In 2018, Cline moved back to her hometown, Cave City, Kentucky and opened a free community motorcycle garage named Smiley's after her late father. Cline also opened a bar, The Dive, with her sister and mother. Cline sits on Cave City City Council Also renovated a historic theater called “The Ace” and reopened it to the public as a coffee shop.

==Television==
On October 23, 2006, Total Nonstop Action Wrestling producer Jessie Ward recruited Cline to TNA as an interviewer, complementing Jeremy Borash. Cline made her television debut on the November 30, 2006 episode of TNA Impact!. She took a break from TNA in the beginning of fall 2007 to concentrate on other projects. Her final appearance with TNA was on their first ever two-hour show. Cline was officially granted her release from TNA on November 25, 2007.

◆ Data extracts:
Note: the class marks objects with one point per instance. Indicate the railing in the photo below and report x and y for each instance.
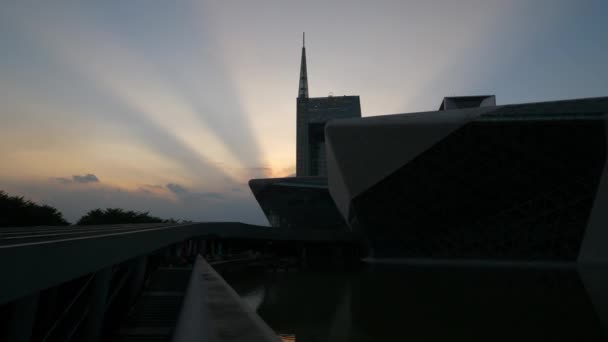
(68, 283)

---

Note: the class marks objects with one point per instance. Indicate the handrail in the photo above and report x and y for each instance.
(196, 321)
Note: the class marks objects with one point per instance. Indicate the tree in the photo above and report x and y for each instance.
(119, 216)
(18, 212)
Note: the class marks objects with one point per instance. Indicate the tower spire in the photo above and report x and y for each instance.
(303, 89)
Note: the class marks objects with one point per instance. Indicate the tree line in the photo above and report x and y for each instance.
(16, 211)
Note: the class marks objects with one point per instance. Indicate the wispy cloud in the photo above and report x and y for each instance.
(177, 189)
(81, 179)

◆ Activities:
A. In the text about Cline's career, why did she step away from TNA in the fall of 2007? Answer in one to three sentences.
B. Pick up the text about Cline's career after its last sentence and continue it.

◆ Task-by-task answers:
A. She took a break from TNA at the start of fall 2007 to concentrate on other projects.

B.
Cline was a Beauty on the 2008 season of the reality show Beauty and the Geek (Season 5). On week 5 of B&G, Matt Carter and Leticia won The Young and the Restless Soap Opera Challenge. They were eliminated in the series finale and got third place.

In 2008, Cline appeared as herself in the movie Last International Playboy and herself in the indy movie Closing Time.

In 2019, Cline played the role of Trixie in the movie Disturbing The Peace alongside Guy Pearce and Devon Sawa.

Cline appeared on the Howard Stern reality television show Bowling Beauties in 2008, but lost in the third episode.

==Personal life==

In July 2021, TMZ broke the story of Cline dating American Pickers star Mike Wolfe. The two have been friends since 2018.